Required work
A - From the article below about the NHS at 70, please list every group named as an organizer of Saturday's demonstration.
B - Answer these questions from the article below about the NHS at 70, each on its own line:
(i) Where and at what time will the crowds convene?
(ii) How many hospital beds does the article say have been lost over the last eight years?
(iii) In what year was the NHS established?
C - Carry on the article below about the NHS at 70, writing on from its last sentence.

Given text
========================================

In the first of a series celebrating the NHS 70th anniversary, Keep Our NHS Public campaigner Samantha Wathen explains how the Tories are hellbent on abolishing our "national religion".
This Saturday thousands will come together to celebrate 70 years of our National Health Service.
Crowds will convene at Portland Place in London at 12pm to stand up for a service that is often referred to as our national religion.
Organised by Health Campaigns Together (with Keep Our NHS Public), The People’s Assembly and eleven health unions, this demonstration will be both a celebration and a protest against significant and sustained underfunding and the increasing privatisation we are now seeing in what was always intended to be a publicly owned and publicly provided service.
The 1.3 million NHS staff are some of the most talented in the world and deserve to work in an environment that recognises and rewards their efforts.
Yet, far from being rewarded for 70 years of effort, this institution and the amazing staff that work in it are under threat. Successive Conservative governments have done untold damage to our health service for nearly a decade.
Since 2010 the NHS has been underfunded and understaffed to a critical extent.
Over the last eight years we have ‘lost’ 16,000 hospital beds and the NHS staff vacancy rate now stands at 100,000.
Over 500 GP surgeries have closed since 2010. A&E targets have not been met since July 2015, with those waiting longer than 4 hours increasing by a staggering 842%. There are over 4 million patients on surgical waiting lists, and the number of those waiting over two weeks for urgent cancer care has more than doubled since 2012.
It could certainly be asserted that running the NHS down in order to create fertile ground for privatisation is a deliberate plan and indeed this is increasingly being recognised by the wider public.
The argument that we cannot afford our NHS is a falsehood. It was established in 1948 during the aftermath of a world war. If we could afford it then, we can certainly afford it now. Health investment gives a four-fold payback to the economy: it shouts out economic sense.
It is easy to despair when faced with these facts but Keep Our NHS Public are among many campaigning to bring about positive change, and results can be effective.

========================================

Given information
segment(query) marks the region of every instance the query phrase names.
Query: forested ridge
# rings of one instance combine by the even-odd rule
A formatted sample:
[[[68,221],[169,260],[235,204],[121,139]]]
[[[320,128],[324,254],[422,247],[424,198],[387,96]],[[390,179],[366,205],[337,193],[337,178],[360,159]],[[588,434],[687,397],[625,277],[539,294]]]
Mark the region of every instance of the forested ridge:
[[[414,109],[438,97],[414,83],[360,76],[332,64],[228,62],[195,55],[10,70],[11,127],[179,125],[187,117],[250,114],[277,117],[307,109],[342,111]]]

========================================

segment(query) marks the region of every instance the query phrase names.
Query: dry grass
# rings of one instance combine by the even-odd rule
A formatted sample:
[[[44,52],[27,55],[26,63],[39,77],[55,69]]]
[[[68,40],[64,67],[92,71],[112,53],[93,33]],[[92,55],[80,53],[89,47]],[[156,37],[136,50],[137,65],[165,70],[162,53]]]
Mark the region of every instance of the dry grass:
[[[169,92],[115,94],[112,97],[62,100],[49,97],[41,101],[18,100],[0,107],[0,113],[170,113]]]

========================================

Answers by item number
A - Health Campaigns Together; Keep Our NHS Public; The People's Assembly; eleven health unions

B -
(i) At Portland Place in London, at 12pm
(ii) 16,000
(iii) 1948

C -
The recent funding announcement falls below what is required, yet without the pressure exerted by campaigners there may have been no funding announcement at all.
As Dr Tony O’Sullivan, retired paediatrician and co-chair of Keep Our NHS Public said:
“May’s announcement of 3.4% per year funding is a response to intense pressure (including from campaigners), but papers over the reality. 3.4% is in fact 3% when the cuts to public health, education and research are included. It will be eaten up by the £3-4bn running deficit hidden by treasury loans, when it has to pay for the NHS pay deal. Fails to fund eight years of damage and does nothing to halt the wasted funds haemorrhaging to private sector interests.“
In 2016 £10 billion were promised. However, after various factors were taken into consideration, that figure was reduced to around £800 million in real terms. Currently this incentive is merely words and without a firm and credible plan in place means little.
Our NHS is 70 but this isn’t a celebration, it’s a publicity stunt.
This government seems fundamentally intent on unpicking the founding vision of the NHS for its own selfish ends and, far from preserving life, squanders it unnecessarily in the pursuit of austerity and of privatisation.
As the NHS approaches its 70th birthday we must be continually mindful of their agenda and continue to maintain pressure if we are to see many more happy birthdays to come.